Stored records:
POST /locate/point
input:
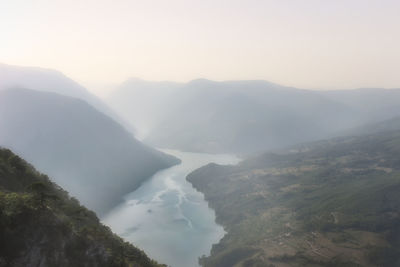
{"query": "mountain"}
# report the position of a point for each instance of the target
(49, 80)
(328, 203)
(85, 151)
(249, 116)
(142, 103)
(42, 226)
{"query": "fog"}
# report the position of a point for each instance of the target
(245, 116)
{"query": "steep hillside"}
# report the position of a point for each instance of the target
(329, 203)
(40, 225)
(247, 116)
(86, 152)
(49, 80)
(142, 103)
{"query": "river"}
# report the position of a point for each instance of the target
(167, 217)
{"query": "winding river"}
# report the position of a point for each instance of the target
(167, 217)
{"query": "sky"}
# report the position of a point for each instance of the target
(315, 44)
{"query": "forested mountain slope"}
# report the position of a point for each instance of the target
(85, 151)
(40, 225)
(328, 203)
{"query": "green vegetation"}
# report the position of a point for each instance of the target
(329, 203)
(40, 225)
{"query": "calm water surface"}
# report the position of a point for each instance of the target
(167, 217)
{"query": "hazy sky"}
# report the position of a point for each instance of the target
(303, 43)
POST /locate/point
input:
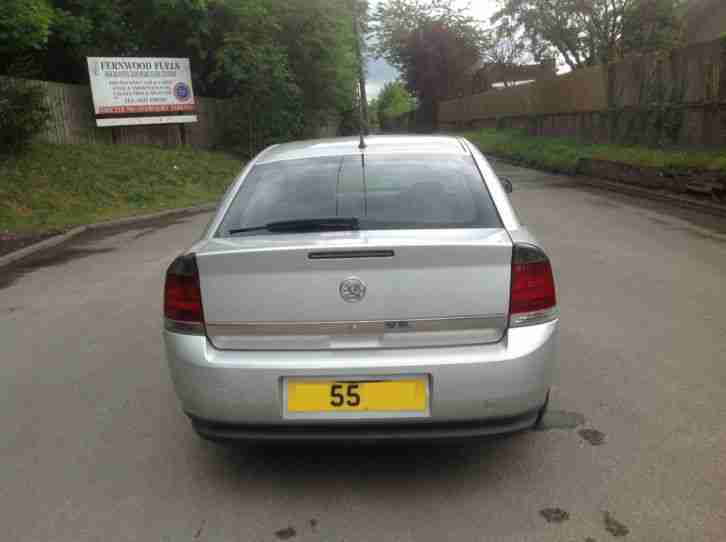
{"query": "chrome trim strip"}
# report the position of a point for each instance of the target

WORK TO COMPLETE: Output all of the entries verbatim, leaving out any images.

WORKED ANSWER:
POST /locate/point
input:
{"query": "mountain"}
# report the position of a point for each instance of the target
(49, 80)
(328, 203)
(85, 151)
(249, 116)
(142, 103)
(42, 226)
{"query": "fog"}
# report the position of a point for each instance of the target
(245, 116)
{"query": "steep hillside"}
# report the position of a point for each instance of the target
(329, 203)
(40, 225)
(247, 116)
(86, 152)
(49, 80)
(142, 103)
{"query": "river"}
# report the position of a point for each instance of the target
(167, 217)
{"query": "winding river"}
# report the position of a point for each instance of the target
(167, 217)
{"query": "sky"}
# report the position of a point for each instance of the target
(315, 44)
{"query": "forested mountain slope"}
# report the position of a point for each instance of the target
(85, 151)
(40, 225)
(328, 203)
{"query": "green vegetation"}
# report the position of a point for each instance of the target
(329, 203)
(40, 225)
{"query": "calm water surface"}
# report the position of a point for each instance of the target
(167, 217)
{"query": "hazy sky"}
# report the position of a point for each instance of the target
(303, 43)
POST /locate/point
input:
{"query": "chrome trim strip"}
# report the position of a point for each instance of the target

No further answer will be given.